■ Given task: Please list every line in the records below that contains the word "pink".

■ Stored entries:
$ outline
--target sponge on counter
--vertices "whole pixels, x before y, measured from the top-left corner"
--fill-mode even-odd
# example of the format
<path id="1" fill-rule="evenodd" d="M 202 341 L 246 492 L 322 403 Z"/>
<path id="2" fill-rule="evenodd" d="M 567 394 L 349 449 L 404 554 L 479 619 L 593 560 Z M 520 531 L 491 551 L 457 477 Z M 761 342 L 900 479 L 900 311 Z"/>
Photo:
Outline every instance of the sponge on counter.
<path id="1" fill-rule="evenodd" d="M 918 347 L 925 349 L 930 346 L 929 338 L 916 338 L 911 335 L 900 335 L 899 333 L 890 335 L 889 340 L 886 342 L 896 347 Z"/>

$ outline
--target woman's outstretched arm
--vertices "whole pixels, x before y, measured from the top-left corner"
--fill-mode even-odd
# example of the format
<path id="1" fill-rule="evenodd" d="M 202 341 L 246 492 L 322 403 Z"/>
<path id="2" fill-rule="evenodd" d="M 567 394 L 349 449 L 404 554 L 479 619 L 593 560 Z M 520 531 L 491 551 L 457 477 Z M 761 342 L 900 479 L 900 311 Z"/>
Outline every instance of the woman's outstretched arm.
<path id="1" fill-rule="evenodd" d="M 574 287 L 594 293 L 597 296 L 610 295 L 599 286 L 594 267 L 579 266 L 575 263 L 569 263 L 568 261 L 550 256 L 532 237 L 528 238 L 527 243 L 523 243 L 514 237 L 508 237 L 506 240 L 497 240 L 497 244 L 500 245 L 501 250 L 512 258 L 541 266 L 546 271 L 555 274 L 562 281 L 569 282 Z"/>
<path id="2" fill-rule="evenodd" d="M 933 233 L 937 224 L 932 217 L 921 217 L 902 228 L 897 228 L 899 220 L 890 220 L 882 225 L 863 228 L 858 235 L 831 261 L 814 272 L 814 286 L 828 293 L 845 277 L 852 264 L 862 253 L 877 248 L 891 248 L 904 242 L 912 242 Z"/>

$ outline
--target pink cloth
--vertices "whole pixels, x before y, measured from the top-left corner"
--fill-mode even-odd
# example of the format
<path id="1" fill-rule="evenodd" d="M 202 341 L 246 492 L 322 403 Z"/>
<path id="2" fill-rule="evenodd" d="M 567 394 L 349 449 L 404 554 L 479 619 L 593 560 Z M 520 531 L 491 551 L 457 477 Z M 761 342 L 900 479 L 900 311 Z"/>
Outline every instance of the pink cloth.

■ Correct answer:
--target pink cloth
Outline every instance of the pink cloth.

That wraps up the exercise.